Objective: Reproduce everything from the line containing "I would be grateful if you could spot the pink t-shirt" down to the end of the records, swapping "Recorded points" for "Logged points" and leaving all else unchanged.

Excerpts from point annotation data
## Begin

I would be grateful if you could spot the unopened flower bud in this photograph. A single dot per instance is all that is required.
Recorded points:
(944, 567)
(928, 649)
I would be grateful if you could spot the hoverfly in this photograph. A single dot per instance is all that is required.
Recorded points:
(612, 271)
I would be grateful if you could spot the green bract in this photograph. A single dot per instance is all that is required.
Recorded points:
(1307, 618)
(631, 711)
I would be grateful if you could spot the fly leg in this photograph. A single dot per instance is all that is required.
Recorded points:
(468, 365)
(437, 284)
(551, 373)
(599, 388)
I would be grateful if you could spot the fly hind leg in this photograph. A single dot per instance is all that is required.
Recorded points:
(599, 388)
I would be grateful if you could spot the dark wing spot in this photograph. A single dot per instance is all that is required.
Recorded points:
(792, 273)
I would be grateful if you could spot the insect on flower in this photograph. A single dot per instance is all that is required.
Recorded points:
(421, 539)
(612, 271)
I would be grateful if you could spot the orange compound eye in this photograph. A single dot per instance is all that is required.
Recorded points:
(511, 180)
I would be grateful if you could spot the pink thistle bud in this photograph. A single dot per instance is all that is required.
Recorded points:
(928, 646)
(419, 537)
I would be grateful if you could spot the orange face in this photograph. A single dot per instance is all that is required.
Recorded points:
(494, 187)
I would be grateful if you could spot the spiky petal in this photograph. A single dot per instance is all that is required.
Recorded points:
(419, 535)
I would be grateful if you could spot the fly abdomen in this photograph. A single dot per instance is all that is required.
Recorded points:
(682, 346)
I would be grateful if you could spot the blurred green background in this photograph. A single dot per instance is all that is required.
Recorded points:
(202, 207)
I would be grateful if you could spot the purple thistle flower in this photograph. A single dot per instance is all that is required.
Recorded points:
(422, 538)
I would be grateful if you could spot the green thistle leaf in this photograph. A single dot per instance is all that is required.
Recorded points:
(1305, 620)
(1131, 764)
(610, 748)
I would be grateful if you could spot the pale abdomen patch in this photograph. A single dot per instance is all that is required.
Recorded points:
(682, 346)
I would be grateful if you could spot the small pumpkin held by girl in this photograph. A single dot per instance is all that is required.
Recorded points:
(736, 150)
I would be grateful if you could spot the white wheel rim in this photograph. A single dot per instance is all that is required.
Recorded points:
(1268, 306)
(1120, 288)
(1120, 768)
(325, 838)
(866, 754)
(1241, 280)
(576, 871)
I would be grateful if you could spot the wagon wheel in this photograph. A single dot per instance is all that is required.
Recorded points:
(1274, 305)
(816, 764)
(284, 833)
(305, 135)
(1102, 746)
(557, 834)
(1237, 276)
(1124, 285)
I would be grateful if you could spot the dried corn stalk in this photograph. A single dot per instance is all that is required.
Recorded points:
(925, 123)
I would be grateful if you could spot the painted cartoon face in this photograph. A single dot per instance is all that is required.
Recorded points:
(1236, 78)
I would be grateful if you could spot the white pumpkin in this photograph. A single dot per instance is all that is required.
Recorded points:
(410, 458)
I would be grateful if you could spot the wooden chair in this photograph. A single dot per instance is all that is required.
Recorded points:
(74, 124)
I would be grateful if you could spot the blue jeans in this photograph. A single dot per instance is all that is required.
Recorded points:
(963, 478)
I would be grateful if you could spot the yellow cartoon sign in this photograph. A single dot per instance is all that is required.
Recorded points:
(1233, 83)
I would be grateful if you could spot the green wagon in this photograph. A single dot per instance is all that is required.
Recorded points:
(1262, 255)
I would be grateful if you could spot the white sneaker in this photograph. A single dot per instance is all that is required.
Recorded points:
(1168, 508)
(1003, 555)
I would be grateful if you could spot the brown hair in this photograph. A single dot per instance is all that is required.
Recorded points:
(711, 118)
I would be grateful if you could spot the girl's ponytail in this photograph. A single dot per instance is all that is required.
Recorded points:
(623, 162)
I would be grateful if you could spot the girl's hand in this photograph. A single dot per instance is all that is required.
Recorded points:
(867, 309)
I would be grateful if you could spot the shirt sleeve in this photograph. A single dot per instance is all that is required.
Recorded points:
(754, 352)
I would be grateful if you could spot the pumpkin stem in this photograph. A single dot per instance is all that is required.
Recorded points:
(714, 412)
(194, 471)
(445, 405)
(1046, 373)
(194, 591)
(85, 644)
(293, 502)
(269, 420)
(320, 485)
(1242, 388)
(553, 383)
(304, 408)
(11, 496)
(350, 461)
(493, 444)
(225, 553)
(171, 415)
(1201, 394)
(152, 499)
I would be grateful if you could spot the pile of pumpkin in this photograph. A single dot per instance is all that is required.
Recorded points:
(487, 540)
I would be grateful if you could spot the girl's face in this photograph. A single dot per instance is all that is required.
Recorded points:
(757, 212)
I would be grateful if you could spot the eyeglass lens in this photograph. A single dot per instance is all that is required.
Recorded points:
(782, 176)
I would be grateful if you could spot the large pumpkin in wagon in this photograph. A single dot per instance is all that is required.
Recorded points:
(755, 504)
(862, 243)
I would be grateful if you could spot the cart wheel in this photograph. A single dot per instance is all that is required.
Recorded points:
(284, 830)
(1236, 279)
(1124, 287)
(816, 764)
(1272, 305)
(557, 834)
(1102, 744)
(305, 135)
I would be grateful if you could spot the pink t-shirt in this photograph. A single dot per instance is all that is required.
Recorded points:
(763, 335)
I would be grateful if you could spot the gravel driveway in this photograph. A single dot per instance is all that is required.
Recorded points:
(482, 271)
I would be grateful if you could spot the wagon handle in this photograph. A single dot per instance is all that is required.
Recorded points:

## End

Solved exercise:
I would be grateful if you could spot the pink t-shirt in this photograph. A single dot per instance is all that is required.
Logged points:
(763, 335)
I would be grateful if you could spot the gravel driveway in this photograph. A single dot per instance is all that is required.
Logged points:
(482, 271)
I would be grateful if you could spot the wagon handle in this photograph. A single dot per instance is all that is required.
Logged points:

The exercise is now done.